▶ [GOAL OF THE EXERCISE] The full listing should be set down again precisely.

- - -

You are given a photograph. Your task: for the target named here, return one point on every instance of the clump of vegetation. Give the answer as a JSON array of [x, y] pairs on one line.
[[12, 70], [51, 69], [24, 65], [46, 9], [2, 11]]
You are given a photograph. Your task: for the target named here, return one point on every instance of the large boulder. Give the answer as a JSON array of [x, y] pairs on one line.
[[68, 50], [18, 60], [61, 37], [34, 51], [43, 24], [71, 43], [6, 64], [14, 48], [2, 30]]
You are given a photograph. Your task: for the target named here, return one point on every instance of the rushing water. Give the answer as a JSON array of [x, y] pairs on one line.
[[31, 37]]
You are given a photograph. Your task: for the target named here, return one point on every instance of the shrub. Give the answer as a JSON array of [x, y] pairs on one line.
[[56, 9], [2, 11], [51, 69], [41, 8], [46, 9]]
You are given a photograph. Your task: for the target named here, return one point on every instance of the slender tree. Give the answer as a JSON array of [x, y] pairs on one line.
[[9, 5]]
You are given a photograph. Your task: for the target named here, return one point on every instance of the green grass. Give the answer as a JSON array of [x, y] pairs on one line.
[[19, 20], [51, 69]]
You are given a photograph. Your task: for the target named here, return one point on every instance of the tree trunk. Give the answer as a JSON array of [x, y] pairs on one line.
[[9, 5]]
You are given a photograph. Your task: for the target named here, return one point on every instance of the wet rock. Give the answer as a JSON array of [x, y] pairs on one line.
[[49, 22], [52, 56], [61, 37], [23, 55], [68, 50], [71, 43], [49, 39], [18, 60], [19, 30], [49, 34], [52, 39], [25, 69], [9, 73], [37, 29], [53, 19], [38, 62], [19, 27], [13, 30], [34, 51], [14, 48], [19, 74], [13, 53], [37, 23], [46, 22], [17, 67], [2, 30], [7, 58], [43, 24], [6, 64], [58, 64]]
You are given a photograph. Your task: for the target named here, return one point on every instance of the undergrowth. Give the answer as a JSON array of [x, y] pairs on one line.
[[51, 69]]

- - -

▶ [REPLY TO THE EXERCISE]
You are given a photograph. Your task: for the target named here, return one point on every instance of the clump of vegetation. Give the answer as a JSON array of [x, y] pairs on one line.
[[12, 70], [51, 69], [24, 65], [46, 9], [2, 11]]
You are given a photograph. Your task: for the target named here, return one point on every instance of the large boulder. Give the answer as a JSON array of [x, y] pairs on one line.
[[68, 50], [18, 60], [61, 37], [34, 51], [43, 24], [71, 43], [6, 64], [14, 48], [2, 30]]
You are given a photograph. Your task: for the target named here, return one point on every instance of the rushing water. Give the answer as a JSON array of [x, y] pairs on one line.
[[31, 37]]
You are given a photograph. Your task: for the target named here, return one point on every instance of the shrub. Give the answer as a JSON array of [x, y] pairs on one line.
[[56, 9], [2, 11], [51, 69], [41, 8], [46, 9]]
You are given a photograph. Your task: for the target named here, return one point on every instance of the slender tree. Give the answer as a JSON array of [x, y] pairs on one line.
[[9, 5]]
You are given a photograph. Your task: for the target named here, return one point on every instance of the green grass. Give the answer as a JSON array of [x, y] pairs on one line.
[[19, 20], [51, 69]]
You are given a photograph. Your task: for the target named here, return one point on every instance of the tree trunk. Give the answer as a JSON array of [x, y] pairs on one line.
[[9, 5]]
You are given a photograph. Your task: for the target named here, return one point on every instance of the wet rock. Give the answer as a JSON array of [x, y] pairs on one line.
[[49, 22], [52, 56], [61, 37], [23, 55], [68, 50], [71, 43], [49, 39], [18, 60], [19, 30], [49, 34], [52, 39], [25, 69], [9, 73], [37, 29], [53, 19], [38, 62], [19, 27], [13, 30], [34, 51], [14, 48], [19, 74], [13, 53], [37, 23], [46, 22], [17, 67], [2, 30], [7, 58], [43, 24], [6, 64], [58, 64]]
You are given a photograph. Your task: for the target named here, return one point on every instance of the undergrowth. Give the answer as a JSON array of [x, y] pairs on one line.
[[51, 69]]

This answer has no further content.